KUTIPAN TEKS:
Kajian
kita kali ini adalah tentang khilafah. Dimana kajian kita ini bersentral kepada
sebuah hadits tentang Lima Fase Zaman riwayat Ahmad yang banyak menjadi rujukan
para pengusung khilafah. Berikut isi dari pada hadits tersebut:
“Adalah masa Kenabian itu ada di tengah-tengah kamu sekalian, adanya atas kehendak Allah, kemudian Allah mengangkatnya apabila Ia menghendaki untuk mengangkatnya. Kemudian adalah masa Khilafah ‘ala minhajin Nubuwwah (Pemerintahan yang mengikuti jejak kenabian) adanya atas kehendak Allah. Kemudian Allah mengangkatnya apabila Ia menghendaki untuk mengangkatnya. Kemudian adalah masa Mulkan ‘Adlon (Kerajaan yang menggigit), adanya atas kehendak Allah. Kemudian Allah mengangkatnya apabila Ia menghendaki untuk mengangkatnya. Kemudian adalah masa Mulkan Jabbariyah (Kerajaan yang zalim), adanya atas kehendak Allah. Kemudian Allah mengangkatnya, apabila Ia menghendaki untuk mengangkatnya. Kemudian adalah masa Khilafah ‘ala minhajin nubuwwah (Pemerintahan yang mengikuti jejak kenabian).” Kemudian beliau diam.” (HR. Ahmad)
Nah jika benar akan datang satu era dimana khilafah ala minhajin nubuwwah akan hadir di tengah-tengah kita sebagaimana dikabarkan oleh hadits di atas, pertanyaan pentingnya adalah: siapakah yang dimaksud dan dengan ukuran apa kita mesti mengukur kebenarannya?
Untuk
menjawab pertanyaan tersebut kita memang hanya memiliki dua alat ukur. Yaitu
Al-Qur'an dan As Sunnah. Namun begitu terkait As-Sunnah ini tentu tidak boleh
disempitkan menjadi hanya sebatas teks yang tertera pada buku-buku hadits saja.
Tapi harus bersifat luas meliputi totalitas jejak atau sejarah dari pada
perjalanan hidup Rasulullah itu sendiri.

KUTIPAN DATA:
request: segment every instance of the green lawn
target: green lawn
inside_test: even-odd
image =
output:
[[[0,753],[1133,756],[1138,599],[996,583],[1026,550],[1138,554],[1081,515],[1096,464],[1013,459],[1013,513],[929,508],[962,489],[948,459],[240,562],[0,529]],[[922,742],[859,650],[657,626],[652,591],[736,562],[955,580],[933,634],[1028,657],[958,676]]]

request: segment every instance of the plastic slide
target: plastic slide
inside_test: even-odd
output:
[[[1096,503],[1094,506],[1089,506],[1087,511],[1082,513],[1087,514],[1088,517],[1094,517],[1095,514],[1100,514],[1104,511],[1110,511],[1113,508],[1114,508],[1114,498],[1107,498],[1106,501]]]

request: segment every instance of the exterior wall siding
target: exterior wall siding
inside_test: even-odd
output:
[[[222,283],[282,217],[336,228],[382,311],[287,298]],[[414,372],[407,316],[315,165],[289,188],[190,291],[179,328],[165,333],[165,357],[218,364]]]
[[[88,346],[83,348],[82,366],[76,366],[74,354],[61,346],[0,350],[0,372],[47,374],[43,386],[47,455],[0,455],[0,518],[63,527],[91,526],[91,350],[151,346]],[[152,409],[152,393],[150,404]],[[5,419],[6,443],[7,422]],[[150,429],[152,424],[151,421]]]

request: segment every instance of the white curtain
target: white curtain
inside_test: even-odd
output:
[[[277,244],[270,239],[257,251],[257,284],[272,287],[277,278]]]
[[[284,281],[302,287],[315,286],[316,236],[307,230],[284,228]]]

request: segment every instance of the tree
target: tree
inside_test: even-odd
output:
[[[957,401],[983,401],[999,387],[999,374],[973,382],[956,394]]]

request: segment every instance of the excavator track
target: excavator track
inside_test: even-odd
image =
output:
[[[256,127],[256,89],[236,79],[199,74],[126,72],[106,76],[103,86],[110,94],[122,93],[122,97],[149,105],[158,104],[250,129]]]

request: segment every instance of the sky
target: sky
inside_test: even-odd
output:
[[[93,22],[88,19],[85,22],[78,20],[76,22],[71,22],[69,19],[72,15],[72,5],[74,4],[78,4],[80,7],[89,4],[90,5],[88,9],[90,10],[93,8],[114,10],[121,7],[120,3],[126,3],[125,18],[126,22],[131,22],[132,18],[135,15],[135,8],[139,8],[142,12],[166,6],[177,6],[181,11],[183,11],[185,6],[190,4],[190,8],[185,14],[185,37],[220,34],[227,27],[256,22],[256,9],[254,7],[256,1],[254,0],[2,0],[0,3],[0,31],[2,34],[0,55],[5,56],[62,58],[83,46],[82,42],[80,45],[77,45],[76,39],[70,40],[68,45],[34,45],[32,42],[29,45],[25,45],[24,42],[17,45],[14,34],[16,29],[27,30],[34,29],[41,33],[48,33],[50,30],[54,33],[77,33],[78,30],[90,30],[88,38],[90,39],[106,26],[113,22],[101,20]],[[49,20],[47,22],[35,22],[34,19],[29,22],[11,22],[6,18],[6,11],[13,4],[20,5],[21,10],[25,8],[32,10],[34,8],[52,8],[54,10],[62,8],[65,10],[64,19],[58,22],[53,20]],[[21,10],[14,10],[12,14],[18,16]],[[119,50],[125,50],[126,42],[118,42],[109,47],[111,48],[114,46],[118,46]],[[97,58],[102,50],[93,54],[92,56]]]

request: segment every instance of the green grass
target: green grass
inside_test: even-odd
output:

SOAL LATIHAN:
- 1) Menurut kutipan teks, apa saja dua alat ukur yang dimiliki untuk menjawab pertanyaan tentang khilafah ala minhajin nubuwwah?
- 2) Tentukan apakah setiap pernyataan berikut sesuai dengan kutipan teks, lalu kutip kata-kata penentunya. (a) Hadits yang dibahas diriwayatkan oleh Ahmad. (b) Masa Mulkan Jabbariyah diartikan sebagai kerajaan yang menggigit. (c) As-Sunnah cukup dibatasi pada teks dalam buku-buku hadits.
Jawablah hanya dengan berpedoman pada kutipan teks.

KUNCI JAWABAN:
- 1) Al-Qur'an dan As Sunnah.

- 2)
(a) Ya: "riwayat Ahmad".
(b) Tidak: "Mulkan Jabbariyah (Kerajaan yang zalim)".
(c) Tidak: "tidak boleh disempitkan menjadi hanya sebatas teks yang tertera pada buku-buku hadits saja".